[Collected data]

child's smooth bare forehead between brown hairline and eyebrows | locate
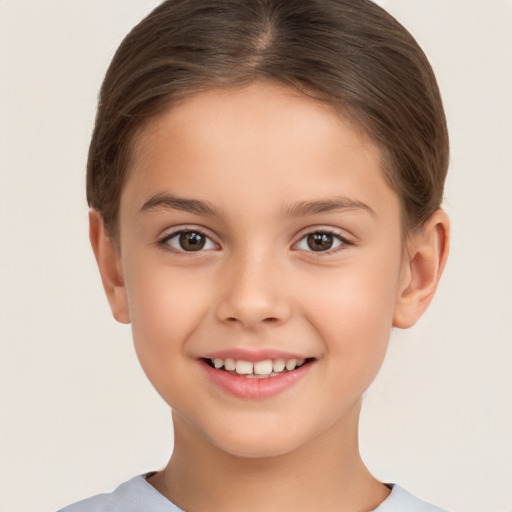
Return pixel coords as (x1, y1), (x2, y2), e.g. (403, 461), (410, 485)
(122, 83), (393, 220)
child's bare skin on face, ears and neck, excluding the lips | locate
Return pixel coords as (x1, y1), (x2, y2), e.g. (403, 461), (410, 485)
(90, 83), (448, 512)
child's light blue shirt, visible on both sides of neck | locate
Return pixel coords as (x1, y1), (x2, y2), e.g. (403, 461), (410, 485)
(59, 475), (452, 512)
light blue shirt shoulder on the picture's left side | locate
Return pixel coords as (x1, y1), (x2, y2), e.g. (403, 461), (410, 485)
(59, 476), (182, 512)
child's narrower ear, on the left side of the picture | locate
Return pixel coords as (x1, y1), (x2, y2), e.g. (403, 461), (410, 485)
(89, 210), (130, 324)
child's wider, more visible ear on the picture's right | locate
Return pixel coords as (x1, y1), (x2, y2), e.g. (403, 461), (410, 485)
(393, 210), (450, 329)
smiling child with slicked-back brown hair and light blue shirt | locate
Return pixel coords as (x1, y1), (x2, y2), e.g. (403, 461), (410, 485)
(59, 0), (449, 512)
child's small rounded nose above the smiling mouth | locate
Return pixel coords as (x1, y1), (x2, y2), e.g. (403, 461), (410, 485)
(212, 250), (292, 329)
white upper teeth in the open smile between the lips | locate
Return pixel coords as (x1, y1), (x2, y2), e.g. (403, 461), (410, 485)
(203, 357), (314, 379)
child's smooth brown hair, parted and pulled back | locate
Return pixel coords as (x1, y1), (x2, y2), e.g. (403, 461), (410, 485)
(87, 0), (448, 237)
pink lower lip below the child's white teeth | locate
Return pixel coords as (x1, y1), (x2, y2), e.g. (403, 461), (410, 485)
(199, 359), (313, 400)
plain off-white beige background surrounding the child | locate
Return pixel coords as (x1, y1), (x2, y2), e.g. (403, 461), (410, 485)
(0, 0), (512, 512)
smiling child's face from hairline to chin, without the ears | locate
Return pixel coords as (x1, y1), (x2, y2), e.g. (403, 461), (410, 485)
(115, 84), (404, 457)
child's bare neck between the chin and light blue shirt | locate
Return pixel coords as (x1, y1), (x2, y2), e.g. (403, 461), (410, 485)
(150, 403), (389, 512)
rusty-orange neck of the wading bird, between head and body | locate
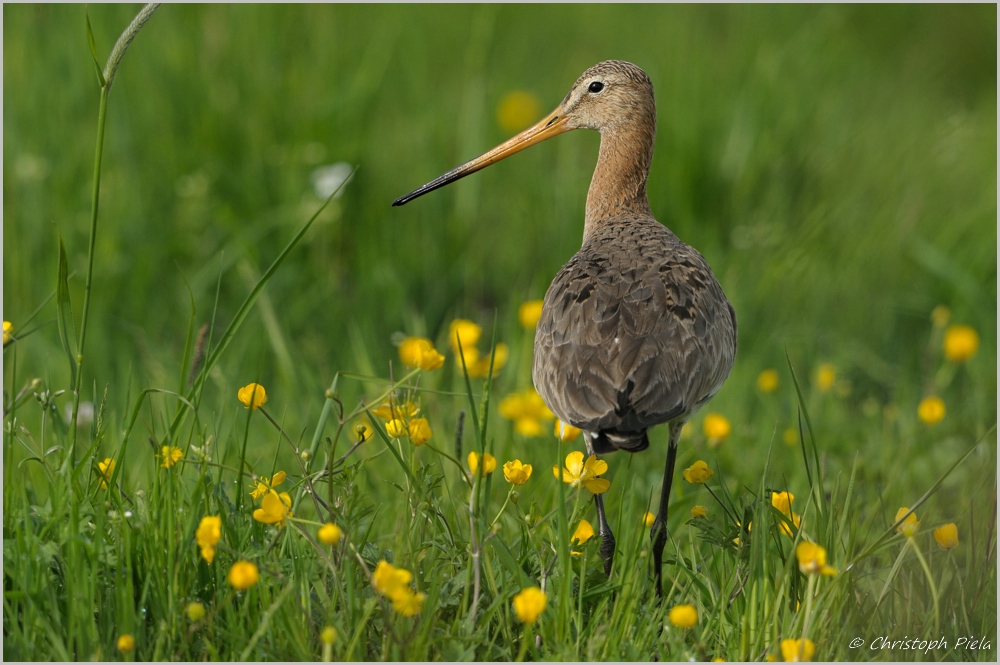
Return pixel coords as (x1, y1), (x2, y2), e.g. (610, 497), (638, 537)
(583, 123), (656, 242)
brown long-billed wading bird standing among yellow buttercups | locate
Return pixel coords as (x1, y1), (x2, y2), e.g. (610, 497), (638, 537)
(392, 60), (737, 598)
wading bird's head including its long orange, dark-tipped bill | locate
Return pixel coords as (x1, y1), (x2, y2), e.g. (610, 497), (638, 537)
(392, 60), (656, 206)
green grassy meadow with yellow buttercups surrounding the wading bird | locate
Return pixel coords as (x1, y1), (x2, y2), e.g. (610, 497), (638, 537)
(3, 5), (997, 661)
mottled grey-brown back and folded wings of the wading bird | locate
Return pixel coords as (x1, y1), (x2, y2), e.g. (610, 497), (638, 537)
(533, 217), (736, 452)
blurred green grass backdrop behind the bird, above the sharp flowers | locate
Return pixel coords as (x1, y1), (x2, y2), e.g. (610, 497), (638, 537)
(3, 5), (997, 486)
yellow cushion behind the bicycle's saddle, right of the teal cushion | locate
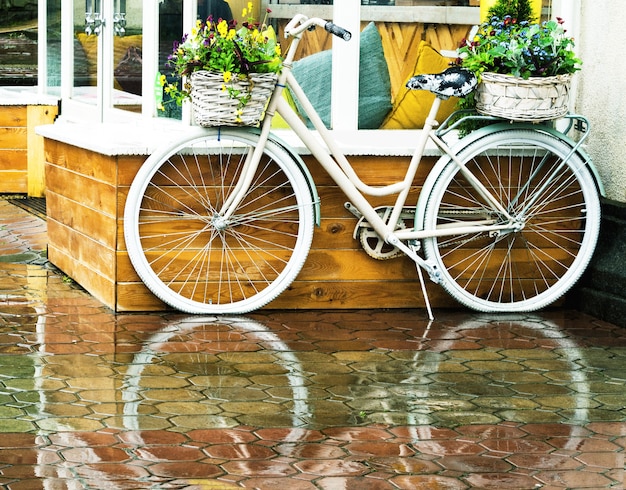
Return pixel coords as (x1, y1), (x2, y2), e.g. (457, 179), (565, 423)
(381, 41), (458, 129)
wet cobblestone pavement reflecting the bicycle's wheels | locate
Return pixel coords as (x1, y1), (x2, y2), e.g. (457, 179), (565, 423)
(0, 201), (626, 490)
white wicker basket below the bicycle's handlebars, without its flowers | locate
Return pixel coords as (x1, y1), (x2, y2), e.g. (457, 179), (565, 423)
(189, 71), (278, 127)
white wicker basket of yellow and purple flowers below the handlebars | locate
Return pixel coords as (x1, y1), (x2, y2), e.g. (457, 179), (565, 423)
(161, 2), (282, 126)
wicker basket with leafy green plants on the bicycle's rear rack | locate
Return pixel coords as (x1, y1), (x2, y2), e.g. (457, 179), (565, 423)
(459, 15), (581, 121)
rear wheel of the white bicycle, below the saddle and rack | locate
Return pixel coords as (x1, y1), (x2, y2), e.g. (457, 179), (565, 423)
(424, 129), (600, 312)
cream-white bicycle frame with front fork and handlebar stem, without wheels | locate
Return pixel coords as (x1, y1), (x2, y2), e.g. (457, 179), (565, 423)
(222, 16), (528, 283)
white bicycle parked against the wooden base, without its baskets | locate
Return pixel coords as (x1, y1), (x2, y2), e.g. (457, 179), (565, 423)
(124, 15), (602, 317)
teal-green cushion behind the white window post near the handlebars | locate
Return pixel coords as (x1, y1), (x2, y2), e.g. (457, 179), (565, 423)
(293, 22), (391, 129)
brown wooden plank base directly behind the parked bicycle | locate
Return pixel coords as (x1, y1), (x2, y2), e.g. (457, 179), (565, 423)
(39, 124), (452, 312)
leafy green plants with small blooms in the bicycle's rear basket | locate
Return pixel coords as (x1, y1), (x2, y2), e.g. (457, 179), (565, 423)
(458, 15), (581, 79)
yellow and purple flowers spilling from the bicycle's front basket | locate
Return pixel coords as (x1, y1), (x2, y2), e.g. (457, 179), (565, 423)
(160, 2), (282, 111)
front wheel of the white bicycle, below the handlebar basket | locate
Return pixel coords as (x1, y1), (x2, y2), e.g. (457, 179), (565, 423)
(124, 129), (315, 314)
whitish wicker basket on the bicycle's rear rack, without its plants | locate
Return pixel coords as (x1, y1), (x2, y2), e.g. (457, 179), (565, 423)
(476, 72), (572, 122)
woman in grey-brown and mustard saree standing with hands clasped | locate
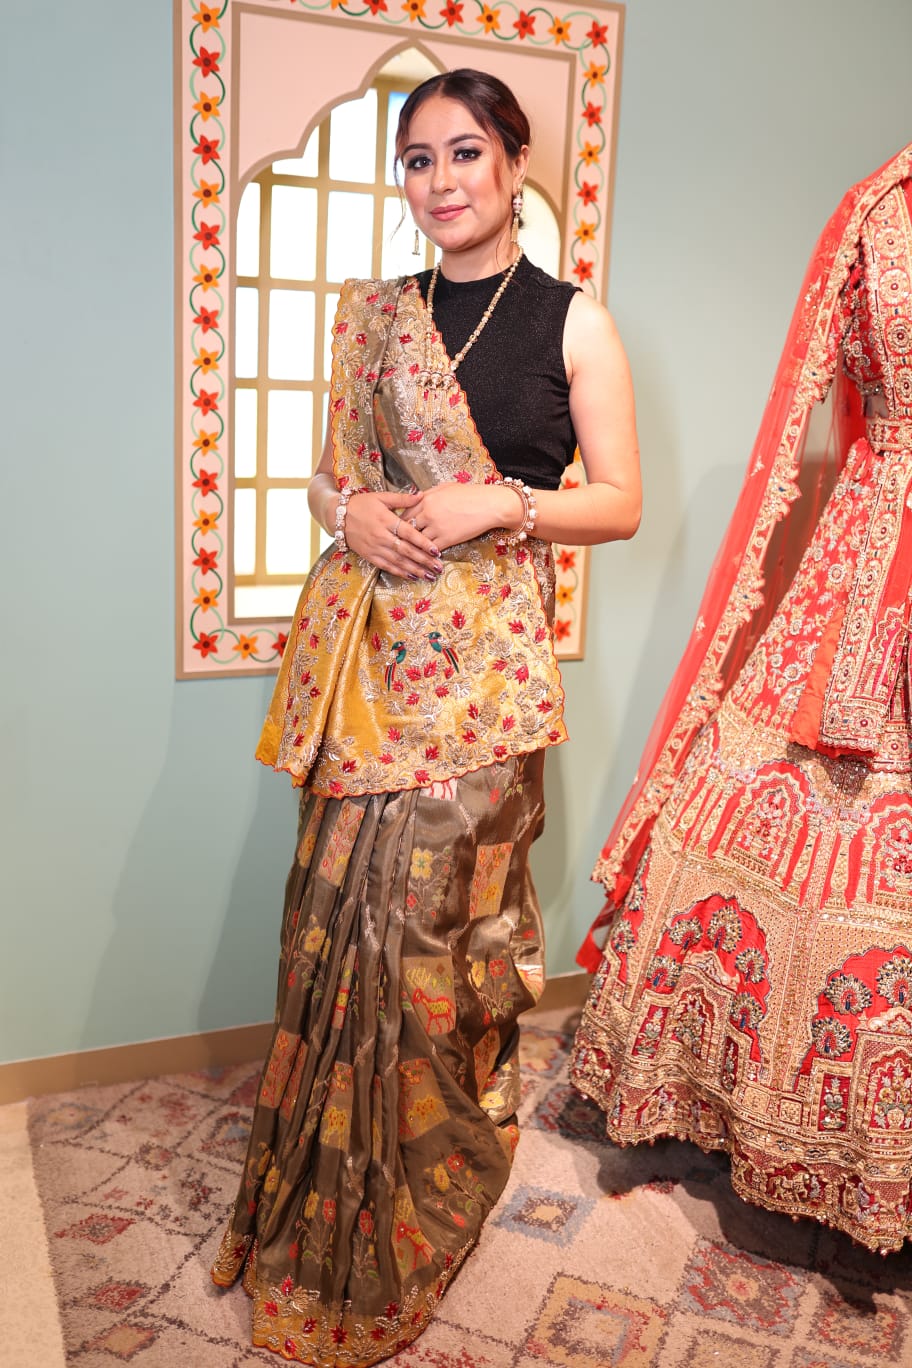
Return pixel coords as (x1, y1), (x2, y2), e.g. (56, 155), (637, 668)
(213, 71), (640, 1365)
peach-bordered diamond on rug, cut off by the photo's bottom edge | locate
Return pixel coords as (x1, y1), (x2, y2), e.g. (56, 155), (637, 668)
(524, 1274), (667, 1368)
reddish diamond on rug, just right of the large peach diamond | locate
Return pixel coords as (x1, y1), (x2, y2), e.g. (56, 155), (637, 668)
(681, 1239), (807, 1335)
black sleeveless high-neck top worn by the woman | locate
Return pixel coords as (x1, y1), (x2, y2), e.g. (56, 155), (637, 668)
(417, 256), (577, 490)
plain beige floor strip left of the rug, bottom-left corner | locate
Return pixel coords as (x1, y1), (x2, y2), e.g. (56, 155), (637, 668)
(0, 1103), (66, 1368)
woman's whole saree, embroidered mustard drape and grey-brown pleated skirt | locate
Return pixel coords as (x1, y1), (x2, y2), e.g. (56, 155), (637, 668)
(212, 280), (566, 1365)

Exercise brief
Return every record exactly, without the pictures.

Task result
child's smooth bare forehead between brown hairline and eyebrows | locate
Return pixel coords as (x1, y1), (x2, y2), e.g. (403, 461), (410, 485)
(122, 83), (393, 220)
child's bare skin on face, ears and neck, excluding the lips | locate
Return pixel coords as (x1, y1), (x2, y2), e.g. (403, 461), (410, 485)
(90, 83), (448, 512)
child's light blue shirt, visible on both sides of neck | locate
Return pixel coords as (x1, y1), (x2, y2), e.g. (403, 461), (410, 485)
(59, 475), (452, 512)
light blue shirt shoulder on the picture's left side | locate
Return pixel coords as (x1, y1), (x2, y2), e.g. (403, 461), (410, 485)
(59, 476), (182, 512)
child's narrower ear, on the left side of the picture | locate
Return pixel coords as (x1, y1), (x2, y2), e.g. (403, 461), (410, 485)
(89, 210), (130, 324)
child's wider, more visible ear on the picture's right | locate
Return pixel coords as (x1, y1), (x2, y2), e.g. (403, 461), (410, 485)
(393, 210), (450, 329)
smiling child with slicked-back brown hair and light blue shirt | locate
Return pixel coords as (x1, y1), (x2, y2), e.g. (403, 461), (410, 485)
(59, 0), (449, 512)
child's small rounded nose above the smiling mouth | locate
Return pixel coords as (x1, y1), (x2, y2), e.g. (403, 461), (410, 485)
(212, 250), (292, 329)
white upper teeth in the open smile between the lips | locate
Return pixel coords as (x1, y1), (x2, y2), e.g. (403, 461), (410, 485)
(203, 357), (314, 379)
child's smooth brown hair, parted and pulled back | locate
Return pixel coords as (x1, y1), (x2, y2), e.g. (403, 461), (410, 485)
(87, 0), (448, 237)
pink lower lip below the child's white teeth | locate
Return pixel coords as (x1, y1), (x2, y2), e.g. (403, 461), (410, 485)
(199, 359), (313, 400)
plain off-white beige background surrounding the child | locate
Return pixel coords as (x1, y1), (x2, y2), e.g. (403, 461), (410, 485)
(0, 0), (512, 512)
smiling child's face from hairline to chin, without the ears | locate
Return pixel coords as (x1, y1), (x2, y2), e.g. (403, 461), (410, 485)
(115, 84), (404, 457)
child's bare neck between the chin and light blue shirt | locate
Return pixel coords as (x1, y1), (x2, y2), e.g. (403, 461), (410, 485)
(150, 403), (389, 512)
rusty-orange neck of the wading bird, between head and body | locate
Return pixel coords as (x1, y1), (x2, y2), e.g. (610, 497), (638, 537)
(583, 123), (656, 242)
brown long-billed wading bird standing among yellow buttercups | locate
Return pixel coords as (x1, y1), (x2, y2), e.g. (610, 497), (638, 537)
(392, 60), (737, 598)
wading bird's head including its long orange, dark-tipped bill | locate
Return pixel coords as (x1, y1), (x2, y2), e.g. (610, 497), (638, 537)
(392, 60), (656, 206)
green grassy meadow with yellow buttercups surrounding the wading bird | locate
Return pixel coords as (x1, y1), (x2, y2), e.g. (610, 497), (638, 537)
(3, 5), (997, 661)
mottled grey-brown back and folded wings of the wading bird | locate
Return pixel coords as (x1, y1), (x2, y2), e.g. (610, 497), (638, 537)
(533, 217), (736, 452)
blurred green grass backdrop behind the bird, above the sharp flowers | locate
Return pixel coords as (x1, y1), (x2, y2), e.g. (610, 497), (638, 537)
(3, 5), (997, 486)
yellow cushion behind the bicycle's saddle, right of the teal cushion | locate
Return pixel coords as (x1, y1), (x2, y2), e.g. (457, 179), (565, 423)
(381, 41), (458, 129)
wet cobblestone pavement reflecting the bicycle's wheels | locate
Return pixel coords as (x1, y1), (x2, y2), e.g. (457, 179), (565, 423)
(0, 201), (626, 490)
white wicker basket below the bicycle's handlebars, without its flowers | locate
Return pixel coords as (x1, y1), (x2, y2), e.g. (457, 179), (565, 423)
(189, 71), (278, 127)
white wicker basket of yellow and purple flowers below the handlebars | locate
Return pixel coords as (x1, y1), (x2, y2), e.g. (457, 179), (565, 423)
(161, 2), (282, 126)
wicker basket with leafy green plants on the bicycle's rear rack | locate
Return pixel coords as (x1, y1), (x2, y2), e.g. (457, 179), (565, 423)
(459, 15), (581, 121)
rear wheel of the white bicycle, below the saddle and rack | locate
Return pixel coords as (x1, y1), (x2, y2), e.g. (457, 179), (565, 423)
(424, 129), (600, 312)
cream-white bicycle frame with front fork and handlebar stem, without wheels | locate
Return pixel coords as (x1, y1), (x2, y2), e.g. (457, 179), (565, 423)
(222, 16), (528, 283)
white bicycle parked against the wooden base, without its baskets | locate
Return pixel coords as (x1, y1), (x2, y2), e.g. (457, 179), (565, 423)
(124, 15), (602, 317)
teal-green cushion behind the white window post near the handlebars | locate
Return pixel coords as (x1, y1), (x2, y2), e.g. (457, 179), (565, 423)
(293, 22), (391, 129)
brown wooden plank base directly behind the parked bicycle | locate
Return pixel coords as (x1, y1), (x2, y2), e.g. (457, 179), (565, 423)
(39, 124), (452, 312)
leafy green plants with small blooms in the bicycle's rear basket | locate
Return pixel coords as (x1, y1), (x2, y2), e.g. (457, 179), (565, 423)
(458, 15), (581, 79)
yellow and purple flowers spilling from the bicycle's front basket | locate
Return pixel coords as (x1, y1), (x2, y2), e.g. (457, 179), (565, 423)
(160, 2), (282, 111)
front wheel of the white bicycle, below the handlebar basket | locate
Return pixel coords as (x1, y1), (x2, y2), e.g. (457, 179), (565, 423)
(124, 129), (315, 314)
whitish wicker basket on the bicycle's rear rack, without its plants | locate
Return pixel coords as (x1, y1), (x2, y2), e.g. (457, 179), (565, 423)
(476, 72), (572, 122)
woman in grey-brown and mustard saree standing with hands clasped | locate
Return pixel coords as (x1, y1), (x2, y2), e.g. (56, 155), (637, 668)
(213, 71), (640, 1365)
peach-bordered diamond on rug, cut off by the photo's bottom edge | locate
Return pixel coords as (x1, y1), (x2, y2), e.g. (56, 155), (637, 668)
(524, 1274), (667, 1368)
reddish diamond on rug, just right of the large peach diamond | locate
Return pixel coords as (x1, y1), (x2, y2), e.g. (56, 155), (637, 668)
(681, 1239), (807, 1335)
black sleeveless high-neck top worn by the woman | locate
Return pixel coords as (x1, y1), (x2, y2), e.g. (56, 155), (637, 668)
(417, 256), (577, 490)
plain beige floor strip left of the rug, bottom-left corner | locate
Return pixel coords as (x1, y1), (x2, y2), e.g. (56, 155), (637, 668)
(0, 1103), (66, 1368)
woman's whole saree, embroidered mustard drape and grey-brown pleated skirt | locate
Return pixel coords as (x1, y1), (x2, y2), e.g. (56, 155), (637, 668)
(212, 280), (566, 1365)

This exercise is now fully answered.